#### THE REQUEST:
Please change every "innermost" in the records below to "central", keep everything else the same, and leave the pictures out of your answer.

#### Point annotation records:
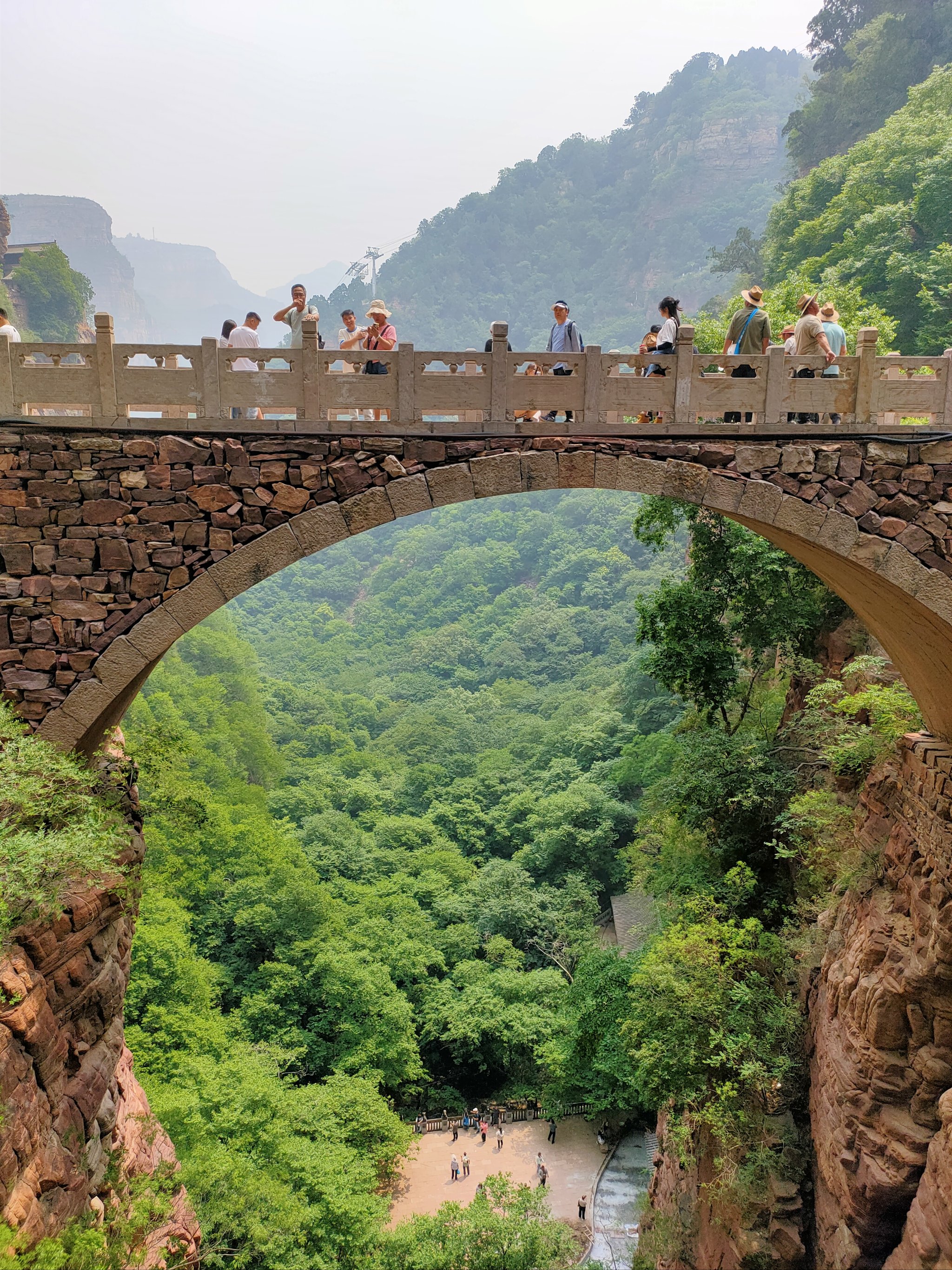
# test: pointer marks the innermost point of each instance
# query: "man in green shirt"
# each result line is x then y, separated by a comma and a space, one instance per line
749, 332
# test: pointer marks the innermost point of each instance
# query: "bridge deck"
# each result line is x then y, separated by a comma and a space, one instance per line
469, 393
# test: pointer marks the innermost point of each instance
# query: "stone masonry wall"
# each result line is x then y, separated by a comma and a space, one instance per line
96, 531
68, 1090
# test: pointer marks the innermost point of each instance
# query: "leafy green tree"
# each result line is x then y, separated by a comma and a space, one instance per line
506, 1227
871, 54
879, 218
56, 296
715, 634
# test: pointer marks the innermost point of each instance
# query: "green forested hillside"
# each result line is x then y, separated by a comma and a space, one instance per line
880, 216
610, 225
388, 793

#### EXERCISE RESULT:
# test: pointer marks the central point of each instance
# query: "man in green shirt"
# each result line is x then y, separated by a comma and a space, one instance per line
749, 332
# test: pointer marks the central point of each instance
# query: "bridge deck"
# each result line is x then y, separated by a comma and a space, one instance per line
469, 393
# test: pointer marks the central point of each instance
# query: "stone masonry wall"
# each result line is x then y, separated by a comma and a space, one instance per line
96, 531
68, 1090
# test: pointer marks the central point of each instance
# query: "leafy green tree"
# each result line is x then y, separated by a comma and a space, one instance per line
506, 1227
871, 54
879, 218
56, 296
715, 634
# test: pointer marks the central point of each instance
# query: "green forested hillside"
# each result line is x then y, separated by a comma and a space, one instance per line
880, 216
610, 225
388, 793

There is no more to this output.